Extracted material:
┌──
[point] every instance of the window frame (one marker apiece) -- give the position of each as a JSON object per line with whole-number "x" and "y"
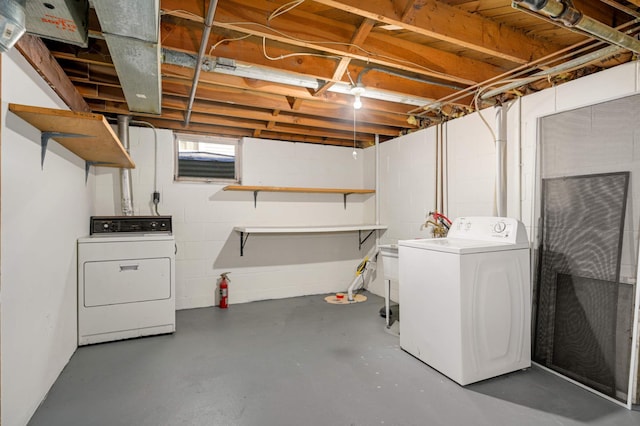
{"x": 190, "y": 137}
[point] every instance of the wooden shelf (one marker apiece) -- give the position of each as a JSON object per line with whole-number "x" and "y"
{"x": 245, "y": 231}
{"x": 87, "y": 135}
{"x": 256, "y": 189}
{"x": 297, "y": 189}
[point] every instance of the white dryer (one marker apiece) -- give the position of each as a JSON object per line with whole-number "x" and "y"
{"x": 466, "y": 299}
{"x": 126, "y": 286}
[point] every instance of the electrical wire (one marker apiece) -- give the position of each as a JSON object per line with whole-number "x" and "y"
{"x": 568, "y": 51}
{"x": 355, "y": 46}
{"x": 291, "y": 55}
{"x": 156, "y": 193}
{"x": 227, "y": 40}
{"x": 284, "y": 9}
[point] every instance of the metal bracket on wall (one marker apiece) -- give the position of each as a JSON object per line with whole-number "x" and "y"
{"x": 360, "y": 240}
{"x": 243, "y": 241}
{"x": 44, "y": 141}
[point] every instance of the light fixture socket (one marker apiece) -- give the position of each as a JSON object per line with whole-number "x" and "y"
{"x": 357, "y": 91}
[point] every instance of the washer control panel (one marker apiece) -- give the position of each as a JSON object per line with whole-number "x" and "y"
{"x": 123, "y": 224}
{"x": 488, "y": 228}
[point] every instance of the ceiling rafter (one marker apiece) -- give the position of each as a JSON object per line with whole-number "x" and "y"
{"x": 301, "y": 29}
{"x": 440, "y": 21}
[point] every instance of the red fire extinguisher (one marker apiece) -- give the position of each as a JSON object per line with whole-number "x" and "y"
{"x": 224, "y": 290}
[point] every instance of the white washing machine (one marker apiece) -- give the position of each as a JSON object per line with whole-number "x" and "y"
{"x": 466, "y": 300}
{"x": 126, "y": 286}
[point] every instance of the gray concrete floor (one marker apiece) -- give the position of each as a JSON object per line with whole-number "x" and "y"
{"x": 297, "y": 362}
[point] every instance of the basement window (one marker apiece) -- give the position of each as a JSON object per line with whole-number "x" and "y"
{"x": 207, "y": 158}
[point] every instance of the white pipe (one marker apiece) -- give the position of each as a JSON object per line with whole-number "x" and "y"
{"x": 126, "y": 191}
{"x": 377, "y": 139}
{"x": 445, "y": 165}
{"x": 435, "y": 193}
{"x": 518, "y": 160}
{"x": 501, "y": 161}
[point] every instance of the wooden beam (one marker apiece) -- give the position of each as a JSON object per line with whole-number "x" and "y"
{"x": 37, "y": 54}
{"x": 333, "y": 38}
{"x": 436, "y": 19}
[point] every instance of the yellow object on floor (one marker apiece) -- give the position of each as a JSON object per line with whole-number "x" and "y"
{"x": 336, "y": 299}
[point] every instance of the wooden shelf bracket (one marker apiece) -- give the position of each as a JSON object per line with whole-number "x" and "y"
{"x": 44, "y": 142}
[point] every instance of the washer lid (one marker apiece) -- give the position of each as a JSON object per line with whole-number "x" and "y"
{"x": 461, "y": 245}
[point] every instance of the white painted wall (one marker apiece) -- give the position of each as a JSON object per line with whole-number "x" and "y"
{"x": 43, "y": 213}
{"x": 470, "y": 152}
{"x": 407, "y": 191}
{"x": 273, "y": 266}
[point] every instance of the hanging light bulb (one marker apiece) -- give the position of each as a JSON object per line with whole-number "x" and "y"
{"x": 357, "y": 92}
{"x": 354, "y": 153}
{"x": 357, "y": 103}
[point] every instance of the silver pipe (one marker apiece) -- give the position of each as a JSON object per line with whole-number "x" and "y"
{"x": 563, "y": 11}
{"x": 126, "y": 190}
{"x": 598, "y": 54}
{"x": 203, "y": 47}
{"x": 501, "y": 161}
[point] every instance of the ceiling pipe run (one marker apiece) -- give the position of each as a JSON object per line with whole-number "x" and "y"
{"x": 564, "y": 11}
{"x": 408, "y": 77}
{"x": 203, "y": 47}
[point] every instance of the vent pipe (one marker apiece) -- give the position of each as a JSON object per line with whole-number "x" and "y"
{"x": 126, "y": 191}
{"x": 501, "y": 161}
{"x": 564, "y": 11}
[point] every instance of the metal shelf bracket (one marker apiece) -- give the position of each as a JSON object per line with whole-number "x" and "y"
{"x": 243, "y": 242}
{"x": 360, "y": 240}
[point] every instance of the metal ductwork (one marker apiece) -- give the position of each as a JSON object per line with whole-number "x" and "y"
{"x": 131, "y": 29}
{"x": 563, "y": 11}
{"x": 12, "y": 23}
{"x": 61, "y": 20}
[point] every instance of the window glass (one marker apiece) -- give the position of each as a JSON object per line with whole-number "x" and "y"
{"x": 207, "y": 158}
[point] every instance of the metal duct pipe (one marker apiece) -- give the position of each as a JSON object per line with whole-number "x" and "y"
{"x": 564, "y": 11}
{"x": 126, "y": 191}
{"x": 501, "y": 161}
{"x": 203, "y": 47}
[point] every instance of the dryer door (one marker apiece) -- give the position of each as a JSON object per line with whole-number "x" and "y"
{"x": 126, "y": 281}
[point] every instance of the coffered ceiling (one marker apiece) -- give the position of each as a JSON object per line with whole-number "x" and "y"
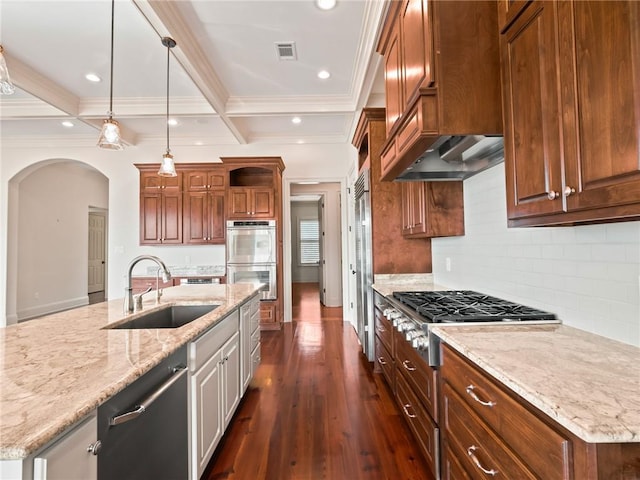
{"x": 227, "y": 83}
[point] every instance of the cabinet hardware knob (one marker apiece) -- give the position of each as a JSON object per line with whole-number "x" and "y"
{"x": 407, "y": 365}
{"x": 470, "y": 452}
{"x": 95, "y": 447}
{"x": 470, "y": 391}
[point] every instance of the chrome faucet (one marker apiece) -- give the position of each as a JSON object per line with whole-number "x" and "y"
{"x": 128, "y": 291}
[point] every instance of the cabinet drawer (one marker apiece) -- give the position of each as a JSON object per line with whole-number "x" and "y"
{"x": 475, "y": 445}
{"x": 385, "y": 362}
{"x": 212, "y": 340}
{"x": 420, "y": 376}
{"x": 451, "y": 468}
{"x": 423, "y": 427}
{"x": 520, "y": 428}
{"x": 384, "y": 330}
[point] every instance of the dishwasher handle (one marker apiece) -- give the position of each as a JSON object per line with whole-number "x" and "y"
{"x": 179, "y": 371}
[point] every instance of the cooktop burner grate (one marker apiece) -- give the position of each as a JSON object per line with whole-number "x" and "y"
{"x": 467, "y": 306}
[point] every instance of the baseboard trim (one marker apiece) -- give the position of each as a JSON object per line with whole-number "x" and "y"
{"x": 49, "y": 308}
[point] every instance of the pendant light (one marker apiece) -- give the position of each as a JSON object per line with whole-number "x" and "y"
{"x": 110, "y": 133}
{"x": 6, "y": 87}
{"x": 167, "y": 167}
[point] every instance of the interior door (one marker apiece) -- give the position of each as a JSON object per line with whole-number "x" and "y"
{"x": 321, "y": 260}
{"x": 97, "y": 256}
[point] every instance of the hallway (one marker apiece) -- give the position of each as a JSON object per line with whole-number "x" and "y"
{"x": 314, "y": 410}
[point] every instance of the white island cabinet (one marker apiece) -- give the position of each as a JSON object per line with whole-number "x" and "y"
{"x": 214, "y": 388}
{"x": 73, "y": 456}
└──
┌──
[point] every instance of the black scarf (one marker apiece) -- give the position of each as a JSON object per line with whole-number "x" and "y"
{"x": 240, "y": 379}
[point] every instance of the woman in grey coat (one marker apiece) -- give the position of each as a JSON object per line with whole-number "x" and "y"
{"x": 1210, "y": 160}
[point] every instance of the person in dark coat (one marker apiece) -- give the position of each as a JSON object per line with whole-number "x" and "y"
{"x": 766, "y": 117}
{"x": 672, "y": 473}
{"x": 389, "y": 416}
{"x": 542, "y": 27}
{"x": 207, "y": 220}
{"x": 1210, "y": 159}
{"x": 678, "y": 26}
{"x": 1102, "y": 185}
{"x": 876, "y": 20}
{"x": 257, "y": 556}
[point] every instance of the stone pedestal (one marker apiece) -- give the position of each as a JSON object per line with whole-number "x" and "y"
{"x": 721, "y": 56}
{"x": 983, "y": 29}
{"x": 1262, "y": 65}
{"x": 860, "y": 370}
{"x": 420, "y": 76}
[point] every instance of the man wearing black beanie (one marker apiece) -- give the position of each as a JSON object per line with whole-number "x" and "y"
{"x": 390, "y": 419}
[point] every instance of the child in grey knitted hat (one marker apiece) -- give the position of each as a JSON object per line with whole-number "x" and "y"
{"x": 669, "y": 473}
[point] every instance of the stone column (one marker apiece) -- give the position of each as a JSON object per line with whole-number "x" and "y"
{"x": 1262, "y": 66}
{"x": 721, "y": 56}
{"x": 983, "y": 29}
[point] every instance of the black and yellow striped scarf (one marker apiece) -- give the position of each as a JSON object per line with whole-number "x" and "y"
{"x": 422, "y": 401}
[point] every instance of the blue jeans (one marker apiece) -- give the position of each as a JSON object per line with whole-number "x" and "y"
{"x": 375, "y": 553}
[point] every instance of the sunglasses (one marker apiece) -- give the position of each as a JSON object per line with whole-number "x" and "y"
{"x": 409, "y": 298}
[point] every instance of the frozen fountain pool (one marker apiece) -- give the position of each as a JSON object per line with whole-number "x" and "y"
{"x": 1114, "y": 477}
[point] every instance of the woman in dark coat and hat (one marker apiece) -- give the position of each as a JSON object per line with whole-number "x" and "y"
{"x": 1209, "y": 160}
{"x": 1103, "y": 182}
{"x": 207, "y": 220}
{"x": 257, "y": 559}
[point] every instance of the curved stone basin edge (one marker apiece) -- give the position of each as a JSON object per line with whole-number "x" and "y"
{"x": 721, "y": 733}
└──
Directions: Locate every line in the listing above that contains the string "shelf", and copy each such line. Treat the match as case-sensitive.

Finished answer:
[point] every instance of the wooden shelf (one marker apiece) -- give the position of each as a JSON object per line with whole-number "x" and "y"
[point] every instance of the wooden shelf bracket (one marker apiece) -- give the position of each as a JSON object per line with whole-number "x" and "y"
[point] every instance of the metal shelf bracket (one marker apiece) -- give the position of each as a JSON object per line with whole-number "x" and "y"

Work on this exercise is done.